▶ [SUPPLIED MATERIAL]:
=====
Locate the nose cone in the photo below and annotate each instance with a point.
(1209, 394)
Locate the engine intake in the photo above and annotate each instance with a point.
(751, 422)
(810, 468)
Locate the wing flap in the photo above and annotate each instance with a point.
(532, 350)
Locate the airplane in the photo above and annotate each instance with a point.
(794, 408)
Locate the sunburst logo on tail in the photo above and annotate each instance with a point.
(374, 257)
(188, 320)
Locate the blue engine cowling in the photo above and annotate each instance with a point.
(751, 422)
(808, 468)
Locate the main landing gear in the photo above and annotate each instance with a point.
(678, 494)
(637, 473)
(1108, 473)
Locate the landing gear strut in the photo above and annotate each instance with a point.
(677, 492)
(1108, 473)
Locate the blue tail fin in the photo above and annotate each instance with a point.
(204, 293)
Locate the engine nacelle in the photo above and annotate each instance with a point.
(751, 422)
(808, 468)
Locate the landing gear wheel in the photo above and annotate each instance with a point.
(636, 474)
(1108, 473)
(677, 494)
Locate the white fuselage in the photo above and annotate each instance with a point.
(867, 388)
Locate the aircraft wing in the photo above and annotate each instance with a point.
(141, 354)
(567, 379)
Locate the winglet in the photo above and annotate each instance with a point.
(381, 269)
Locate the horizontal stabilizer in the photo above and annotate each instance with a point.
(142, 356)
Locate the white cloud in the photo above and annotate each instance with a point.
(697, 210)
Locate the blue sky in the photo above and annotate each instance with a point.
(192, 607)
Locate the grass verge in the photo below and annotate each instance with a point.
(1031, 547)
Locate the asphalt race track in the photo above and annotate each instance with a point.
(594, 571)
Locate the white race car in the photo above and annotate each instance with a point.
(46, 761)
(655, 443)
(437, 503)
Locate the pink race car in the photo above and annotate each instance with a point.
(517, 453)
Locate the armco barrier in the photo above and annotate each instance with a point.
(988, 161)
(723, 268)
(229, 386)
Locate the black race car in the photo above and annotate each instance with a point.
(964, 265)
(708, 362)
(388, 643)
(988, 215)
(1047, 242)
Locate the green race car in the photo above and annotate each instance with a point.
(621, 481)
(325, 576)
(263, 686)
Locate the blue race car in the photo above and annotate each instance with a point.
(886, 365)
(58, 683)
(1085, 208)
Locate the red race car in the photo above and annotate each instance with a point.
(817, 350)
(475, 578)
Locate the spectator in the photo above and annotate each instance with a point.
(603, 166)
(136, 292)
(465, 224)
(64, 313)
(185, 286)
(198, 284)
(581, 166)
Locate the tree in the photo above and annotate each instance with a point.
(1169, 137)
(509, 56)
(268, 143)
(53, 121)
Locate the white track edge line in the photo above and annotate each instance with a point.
=====
▶ [EXERCISE INSTRUCTIONS]: Print the lines of the material, exactly and only, from the line that contains "Locate the red" down to and including the final line.

▶ [RESULT OF THE EXERCISE]:
Locate the red race car in the photo above and annotate each instance with a point.
(817, 350)
(475, 578)
Locate the spectator in the photo above and annotate each instance with a point.
(603, 166)
(136, 292)
(465, 224)
(64, 313)
(185, 286)
(198, 284)
(581, 166)
Locate the tree in the photo above and annotate each instance with a point.
(1169, 137)
(509, 56)
(268, 143)
(53, 121)
Locate the white track edge line in the photo above and annotate each instance with a point.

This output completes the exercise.